* Fragment *
****

De tekst op de achterflap beschrijft precies waar het boek over gaat:
‘De mens is een beest, zeiden de koningen. Een zondaar, zeiden de priesters. Een egoïst, zeiden de boekhouders. Al eeuwen is de westerse cultuur doordrongen van het geloof in de verdorvenheid van de mens.
Maar wat als we het al die tijd mis hadden?
In dit boek verweeft Rutger Bregman de jongste inzichten uit de psychologie, de economie, de biologie en de archeologie. Hij neemt ons mee op een reis door de geschiedenis en geeft nieuwe antwoorden op oude vragen. Waarom veroverde juist onze soort de aarde? Hoe verklaren we onze grootste misdaden? En zijn we diep vanbinnen geneigd tot het kwade of het goede?
Adembenemend, weids en revolutionair – De meeste mensen deugen herschrijft niet alleen de geschiedenis, maar werpt ook nieuw licht op onze toekomst.’
Wat mij, naast de inhoud van het boek, bezighoud is de vraag hoe het toch kan dat sommige onderzoeken zo wijdverspreid worden aangehangen, terwijl ondertussen het tegendeel al lang is bewezen. Hoe kan het dat latere onderzoeken die het tegendeel bewijzen zo weinig gehoor vinden? Vinden we die resultaten niet interessant, niet aantrekkelijk? Of vinden we het zo moeilijk om te accepteren dat iets misschien toch heel anders is dan we lang hebben gedacht? Of voelen we dat als een persoonlijk falen? Dit zou ook nog eens een onderzoek waard zijn.

****

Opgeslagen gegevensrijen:
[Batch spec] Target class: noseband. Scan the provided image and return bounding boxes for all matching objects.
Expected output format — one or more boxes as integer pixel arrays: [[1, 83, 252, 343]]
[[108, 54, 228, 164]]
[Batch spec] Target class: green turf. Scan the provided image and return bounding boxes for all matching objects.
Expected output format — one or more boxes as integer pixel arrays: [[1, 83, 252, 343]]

****

* Opdracht *
Geef letterlijk het deel van de bespreking weer dat loopt van "De tekst op" tot en met "tijd mis hadden?". Baseer je uitsluitend op de bespreking.

* Uitwerking *
De tekst op de achterflap beschrijft precies waar het boek over gaat:
‘De mens is een beest, zeiden de koningen. Een zondaar, zeiden de priesters. Een egoïst, zeiden de boekhouders. Al eeuwen is de westerse cultuur doordrongen van het geloof in de verdorvenheid van de mens.
Maar wat als we het al die tijd mis hadden?